__Directions for this task__: Rewrite the records below with "white trousers" swapped for "light-colored pants", keeping everything else the same. Omit the pictures.

__Material for this task__:
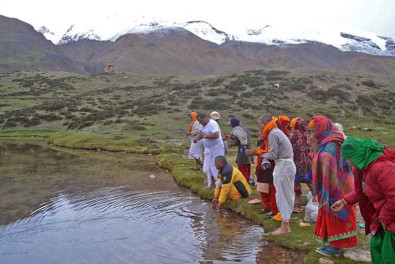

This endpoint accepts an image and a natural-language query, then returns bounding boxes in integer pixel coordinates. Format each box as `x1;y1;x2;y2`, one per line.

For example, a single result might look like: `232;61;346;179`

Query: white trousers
273;159;296;222
203;142;225;186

__Task solution__:
This endpoint accepts an image and a natural-language query, then returns bounding boxes in integer pixel coordinates. Format each box as `x1;y1;x2;y2`, one per line.

For example, a single result might look like: `232;61;346;179`

Query: light-colored pants
273;159;296;222
203;142;225;186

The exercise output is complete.